EXERCISE: Set down all of the records below exactly, please, omitting the images.

SOURCE DATA:
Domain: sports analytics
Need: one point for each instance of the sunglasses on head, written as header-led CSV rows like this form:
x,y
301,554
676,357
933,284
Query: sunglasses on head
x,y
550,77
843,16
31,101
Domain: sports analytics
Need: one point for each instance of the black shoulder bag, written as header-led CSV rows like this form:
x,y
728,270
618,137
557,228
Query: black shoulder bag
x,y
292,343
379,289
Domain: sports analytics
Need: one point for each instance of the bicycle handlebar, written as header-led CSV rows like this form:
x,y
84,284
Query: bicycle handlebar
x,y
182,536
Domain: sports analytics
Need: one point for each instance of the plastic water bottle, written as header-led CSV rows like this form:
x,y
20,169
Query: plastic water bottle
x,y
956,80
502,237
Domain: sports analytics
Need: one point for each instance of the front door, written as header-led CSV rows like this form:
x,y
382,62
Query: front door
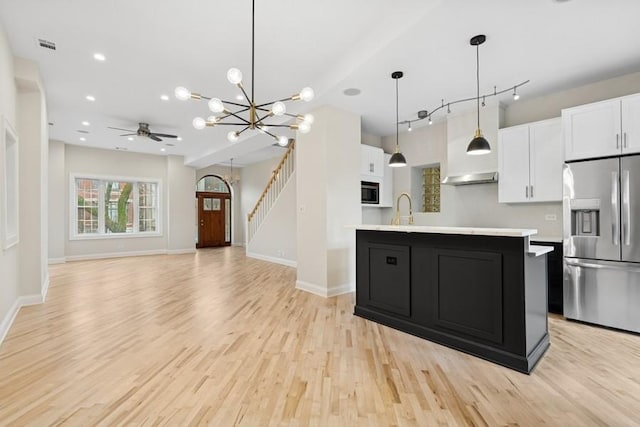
x,y
214,219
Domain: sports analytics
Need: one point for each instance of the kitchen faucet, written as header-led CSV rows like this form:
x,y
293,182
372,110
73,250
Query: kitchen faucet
x,y
396,220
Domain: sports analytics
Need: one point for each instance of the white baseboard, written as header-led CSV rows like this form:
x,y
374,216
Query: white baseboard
x,y
322,291
115,255
20,302
287,262
8,320
45,288
181,251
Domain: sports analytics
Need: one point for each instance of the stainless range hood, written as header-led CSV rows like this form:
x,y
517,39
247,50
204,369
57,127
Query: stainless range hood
x,y
472,178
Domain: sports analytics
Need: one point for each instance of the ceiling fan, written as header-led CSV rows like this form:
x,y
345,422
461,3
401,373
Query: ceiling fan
x,y
143,130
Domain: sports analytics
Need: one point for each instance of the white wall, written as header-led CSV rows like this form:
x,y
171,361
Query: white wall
x,y
238,219
181,226
56,190
9,287
477,205
328,199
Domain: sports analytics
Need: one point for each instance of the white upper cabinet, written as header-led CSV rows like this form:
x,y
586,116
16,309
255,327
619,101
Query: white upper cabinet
x,y
530,162
371,161
601,129
631,124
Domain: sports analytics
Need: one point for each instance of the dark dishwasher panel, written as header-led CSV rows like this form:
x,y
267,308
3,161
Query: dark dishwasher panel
x,y
554,276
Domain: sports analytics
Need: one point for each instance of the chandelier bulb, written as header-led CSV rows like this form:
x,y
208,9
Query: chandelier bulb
x,y
304,127
278,108
306,94
234,76
199,123
182,93
216,105
232,136
308,118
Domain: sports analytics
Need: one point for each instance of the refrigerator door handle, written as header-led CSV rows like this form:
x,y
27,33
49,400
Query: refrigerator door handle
x,y
602,265
615,213
626,211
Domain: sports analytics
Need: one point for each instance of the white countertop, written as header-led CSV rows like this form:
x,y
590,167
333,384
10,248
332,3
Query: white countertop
x,y
503,232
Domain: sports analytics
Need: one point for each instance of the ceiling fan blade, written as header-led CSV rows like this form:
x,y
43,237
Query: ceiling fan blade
x,y
128,130
164,135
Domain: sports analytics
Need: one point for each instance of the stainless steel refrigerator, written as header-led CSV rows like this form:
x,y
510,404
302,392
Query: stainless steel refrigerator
x,y
601,222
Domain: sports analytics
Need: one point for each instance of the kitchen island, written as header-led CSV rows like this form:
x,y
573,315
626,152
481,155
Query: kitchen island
x,y
479,290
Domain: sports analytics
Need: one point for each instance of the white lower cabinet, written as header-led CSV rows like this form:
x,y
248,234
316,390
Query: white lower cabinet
x,y
530,161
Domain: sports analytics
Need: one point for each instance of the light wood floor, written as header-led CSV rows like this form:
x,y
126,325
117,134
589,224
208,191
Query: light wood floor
x,y
216,338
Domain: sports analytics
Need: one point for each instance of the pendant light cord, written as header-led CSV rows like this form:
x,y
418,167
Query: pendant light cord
x,y
397,116
478,82
253,48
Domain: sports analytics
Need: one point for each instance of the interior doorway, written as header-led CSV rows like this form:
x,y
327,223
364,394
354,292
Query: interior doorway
x,y
213,197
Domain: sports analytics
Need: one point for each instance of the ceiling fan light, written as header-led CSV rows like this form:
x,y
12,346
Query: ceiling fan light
x,y
278,108
307,94
232,136
182,93
199,123
216,105
234,76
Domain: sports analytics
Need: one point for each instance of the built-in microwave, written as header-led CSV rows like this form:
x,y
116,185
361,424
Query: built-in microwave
x,y
370,193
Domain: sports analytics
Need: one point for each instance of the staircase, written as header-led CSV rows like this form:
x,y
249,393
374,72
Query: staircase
x,y
267,199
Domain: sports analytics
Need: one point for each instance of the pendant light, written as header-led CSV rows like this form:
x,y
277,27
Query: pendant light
x,y
397,160
478,145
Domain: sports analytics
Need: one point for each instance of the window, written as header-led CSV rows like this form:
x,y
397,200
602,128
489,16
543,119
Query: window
x,y
109,207
431,189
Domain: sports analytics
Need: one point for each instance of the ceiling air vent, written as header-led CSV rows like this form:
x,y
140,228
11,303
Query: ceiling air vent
x,y
47,44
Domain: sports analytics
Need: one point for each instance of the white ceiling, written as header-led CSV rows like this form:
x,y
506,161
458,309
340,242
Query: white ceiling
x,y
330,45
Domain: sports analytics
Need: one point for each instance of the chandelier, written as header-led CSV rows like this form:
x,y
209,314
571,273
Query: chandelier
x,y
250,116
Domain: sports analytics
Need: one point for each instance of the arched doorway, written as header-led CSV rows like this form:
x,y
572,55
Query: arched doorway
x,y
214,212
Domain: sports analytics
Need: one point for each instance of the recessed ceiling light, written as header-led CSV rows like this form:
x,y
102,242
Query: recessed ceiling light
x,y
352,91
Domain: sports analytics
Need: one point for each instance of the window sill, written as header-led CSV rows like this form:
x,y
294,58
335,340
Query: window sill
x,y
113,236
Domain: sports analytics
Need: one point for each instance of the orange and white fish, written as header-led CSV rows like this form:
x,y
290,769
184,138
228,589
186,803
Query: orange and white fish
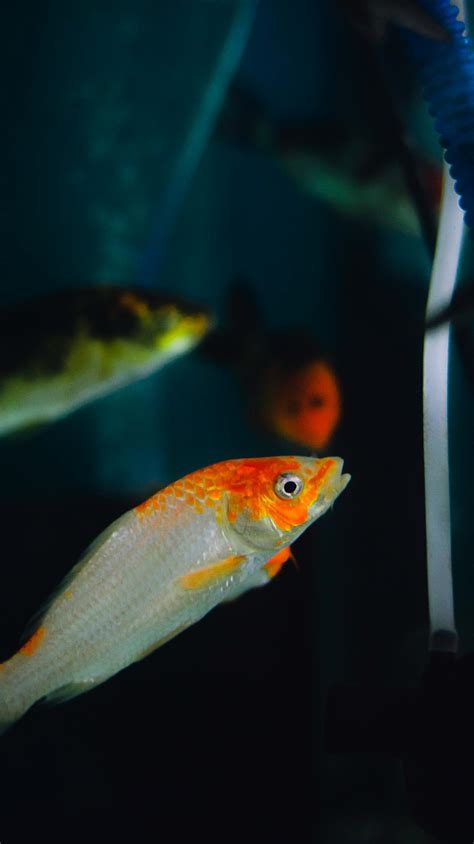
x,y
162,566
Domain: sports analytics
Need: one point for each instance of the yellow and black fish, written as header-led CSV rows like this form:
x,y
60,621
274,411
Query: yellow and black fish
x,y
67,349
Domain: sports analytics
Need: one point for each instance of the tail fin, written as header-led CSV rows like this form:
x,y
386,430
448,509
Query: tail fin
x,y
245,121
13,705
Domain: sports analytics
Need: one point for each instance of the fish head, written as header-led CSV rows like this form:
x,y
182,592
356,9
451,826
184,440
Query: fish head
x,y
165,324
306,407
271,501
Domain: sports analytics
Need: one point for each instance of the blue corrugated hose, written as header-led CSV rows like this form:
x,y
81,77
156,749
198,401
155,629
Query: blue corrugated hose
x,y
447,74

RESULT BELOW:
Domain: sports analytics
Need: one point for each instance of the sunglasses on head, written as header-led CSV rows like this form:
x,y
301,554
676,357
933,284
Query: sunglasses on head
x,y
550,77
843,16
31,101
Domain: sports analytics
Need: one point for each instance of the black shoulder bag, written as header-led CSV rows like this form:
x,y
728,270
618,137
557,228
Query: black shoulder bag
x,y
292,343
379,289
Domain: sports analytics
Need: one point for each instance of the bicycle handlebar, written as header-led CSV rows like this form:
x,y
84,284
Query: bicycle handlebar
x,y
182,536
Domain: sports analytics
Need: one point for each instance of the plastic water bottle, written as header-led CSV rows like this form:
x,y
20,169
Query: plastic water bottle
x,y
956,80
502,237
Domain: sports analytics
Need: one point for each instance of the front door, written as header-led CSV rows like this form:
x,y
382,62
Query: front door
x,y
214,219
Domain: sports analytics
Need: one point for each instance of the kitchen faucet, written as header-led CSV rows like this form:
x,y
293,182
372,110
73,250
Query: kitchen faucet
x,y
396,220
Domain: sports analytics
Need: one point for each instance of the white baseboard, written as header-led CSV rows like this form:
x,y
374,216
Query: white baseboard
x,y
322,291
115,255
20,302
287,262
8,320
45,288
181,251
Domain: sports analytics
Need: one point for each instance of the stainless range hood, written as header-led CSV rows like this form:
x,y
517,39
247,50
204,369
57,127
Query: stainless range hood
x,y
472,178
Domain: sports analytics
Need: one point for each instance of the ceiling fan, written as header-led CSV rows like this form:
x,y
345,422
461,3
401,373
Query: ceiling fan
x,y
143,130
Domain: sports analytics
Need: one point for each instance of the white wall, written as header-led CSV rows like this form:
x,y
171,361
Query: white wall
x,y
238,219
181,226
56,190
9,287
477,205
328,199
Domain: sports analytics
Need: one point for each instance of the white upper cabinet, written as header-led CSV rows like this form:
x,y
586,116
16,309
255,327
619,101
Query: white upper cabinet
x,y
530,162
371,161
601,129
631,124
Domain: sports analytics
Need: one point for each instance of the dark dishwasher panel, written as header-led CSV rows like this form:
x,y
267,308
3,161
Query: dark dishwasher panel
x,y
554,276
Domain: sports analytics
Need: one point for each instance of the chandelier bulb, written as header-led CSV rows like this form:
x,y
208,9
Query: chandelier bulb
x,y
304,127
278,108
306,94
234,76
199,123
182,93
216,105
232,136
308,118
Domain: sports analytics
Need: one point for each instance of the refrigerator door handle, written as header-led CSV rows like this form:
x,y
27,33
49,400
Query: refrigerator door handle
x,y
602,265
615,213
626,211
Domain: sports analytics
Need: one point for each instance of the white countertop, written as header-led CSV rows like this form:
x,y
590,167
333,384
10,248
332,3
Query: white countertop
x,y
503,232
Domain: sports analytics
Need: one point for each instance of the ceiling fan blade, written as header-led CSV rows like this form:
x,y
43,237
Query: ceiling fan blade
x,y
128,130
164,135
Domain: sports analytics
Need: one point for each instance of the stainless steel refrigerator, written as header-led CSV rows like this form:
x,y
510,404
302,392
Query: stainless steel refrigerator
x,y
601,222
Domain: sports analytics
Need: one point for each instance of the kitchen island, written as header-led CSV rows like this form:
x,y
573,315
626,152
481,155
Query: kitchen island
x,y
479,290
Domain: sports analytics
Need: one point for each instance of the white lower cabinet, written as header-led CSV rows like this form:
x,y
248,234
316,390
Query: white lower cabinet
x,y
530,161
Domain: sports analytics
Need: one point for each instance of the light wood floor, written as header-led CSV rows like this form:
x,y
126,325
117,134
589,224
208,191
Query: light wood floor
x,y
216,338
Domain: sports analytics
Need: one point for each instance of the pendant light cord, written as header-led CSV rows like this form:
x,y
418,167
Query: pendant light cord
x,y
397,116
478,82
253,48
Domain: sports analytics
Need: one point for each instance of the interior doorway, written as header-led CSV rows like this form:
x,y
327,223
364,394
354,292
Query: interior doorway
x,y
213,197
Domain: sports analytics
Need: one point for each instance of the ceiling fan light, written as header-led CSV rows like this form:
x,y
12,346
Query: ceiling fan light
x,y
278,108
307,94
232,136
182,93
199,123
216,105
234,76
Domain: sports analytics
Need: one point for each instance of the built-in microwave, written as header-led CSV rows like this form:
x,y
116,185
361,424
Query: built-in microwave
x,y
370,193
Domain: sports analytics
Need: one point for each instance of the staircase, written as header-led CSV rows like this form:
x,y
249,393
374,72
Query: staircase
x,y
267,199
Domain: sports analytics
Need: one point for each instance of the pendant light, written as header-led CSV rows like this form:
x,y
277,27
Query: pendant light
x,y
397,160
478,145
Domain: sports analytics
Need: one point for each instance of the window, written as header-led CSV rows like this form:
x,y
397,200
602,128
489,16
543,119
Query: window
x,y
109,207
431,189
Domain: sports analytics
Need: one point for each instance of the ceiling air vent, written as header-led CSV rows like this form:
x,y
140,228
11,303
Query: ceiling air vent
x,y
47,44
Domain: sports analytics
Need: one point for each instance of the white ceiling, written as header-led CSV rows like this form:
x,y
506,161
458,309
340,242
Query: white ceiling
x,y
330,45
Domain: sports analytics
Need: one point for each instance of the chandelier, written as header-led CSV rows like this form:
x,y
209,314
571,273
Query: chandelier
x,y
250,116
Domain: sports analytics
Need: one point for each instance of the arched doorway, written as header-led CSV rows like this form:
x,y
572,55
Query: arched doorway
x,y
214,212
Domain: sports analytics
Need: one point for each instance of the recessed ceiling light, written as header-led CSV rows like this form:
x,y
102,242
Query: recessed ceiling light
x,y
352,91
Domain: sports analytics
Need: one point for each instance of the window sill, written as header-led CSV rows like this form:
x,y
294,58
335,340
Query: window sill
x,y
113,236
Domain: sports analytics
Need: one point for each instance of the orange and white fish, written as header-led CSV rows like this form:
x,y
290,769
184,138
228,589
186,803
Query: orange and white fish
x,y
162,566
Domain: sports analytics
Need: one point for each instance of the yellow and black fish, written as header-led CSV rows like this form:
x,y
60,621
274,411
Query: yellow and black fish
x,y
67,349
Domain: sports analytics
Need: one point for each instance of the tail fin, written as header-led CSV rows like this form:
x,y
386,430
448,509
Query: tail fin
x,y
245,121
13,705
Domain: sports analytics
Need: one point for each instance of the fish head, written as header-led CSV rows like this form:
x,y
182,592
356,9
451,826
184,440
Query: fish head
x,y
165,324
306,407
271,501
Domain: sports analytics
Need: one point for each instance of the blue corrugated hose, written as header-led CSV rows like this form:
x,y
81,77
156,749
198,401
155,629
Query: blue corrugated hose
x,y
447,74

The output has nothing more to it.